== RECORDS FOR PROCESSING ==

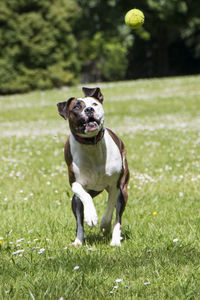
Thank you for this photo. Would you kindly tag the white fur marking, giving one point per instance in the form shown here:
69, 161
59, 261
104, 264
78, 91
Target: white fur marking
116, 235
76, 243
90, 214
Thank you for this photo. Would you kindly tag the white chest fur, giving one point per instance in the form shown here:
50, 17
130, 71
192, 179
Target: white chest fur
96, 167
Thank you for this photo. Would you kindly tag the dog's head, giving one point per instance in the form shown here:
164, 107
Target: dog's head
85, 115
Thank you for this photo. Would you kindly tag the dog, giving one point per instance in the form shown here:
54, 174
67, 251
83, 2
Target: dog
96, 160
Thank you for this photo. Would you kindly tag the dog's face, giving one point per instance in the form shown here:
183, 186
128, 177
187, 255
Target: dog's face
85, 115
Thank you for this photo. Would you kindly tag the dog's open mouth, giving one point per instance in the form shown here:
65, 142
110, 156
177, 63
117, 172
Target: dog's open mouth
91, 124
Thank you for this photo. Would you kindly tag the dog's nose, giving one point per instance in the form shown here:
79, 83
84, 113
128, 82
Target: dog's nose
89, 110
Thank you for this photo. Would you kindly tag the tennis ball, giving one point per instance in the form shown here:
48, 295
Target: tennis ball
134, 18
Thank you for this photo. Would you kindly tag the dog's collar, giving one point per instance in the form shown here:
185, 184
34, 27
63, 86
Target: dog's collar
90, 141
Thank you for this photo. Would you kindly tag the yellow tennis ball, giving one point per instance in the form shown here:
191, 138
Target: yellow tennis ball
134, 18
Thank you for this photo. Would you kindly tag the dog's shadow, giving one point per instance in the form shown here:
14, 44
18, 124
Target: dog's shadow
94, 238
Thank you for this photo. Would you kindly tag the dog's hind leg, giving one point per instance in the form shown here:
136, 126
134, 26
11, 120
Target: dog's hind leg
107, 218
77, 207
120, 206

== CHALLENGE ==
Copy word for word every line from the one containing "Thank you for this photo. Would you kindly tag the yellow" through the last line, including both.

== TASK OUTPUT ==
Thank you for this photo. Would you kindly tag the yellow tennis ball, giving one point per instance in the form shown here:
191, 138
Target: yellow tennis ball
134, 18
Thank you for this photo. Would you kindly tag the dog's shadow, giving one point per instance in the form shown here:
14, 44
18, 124
Target: dog's shadow
94, 238
Thank you for this photo. Would you kindly tag the dog's hind leg, giving one point per instance in the form shown here:
136, 126
134, 26
11, 120
Target: dog's hind leg
107, 218
77, 207
120, 206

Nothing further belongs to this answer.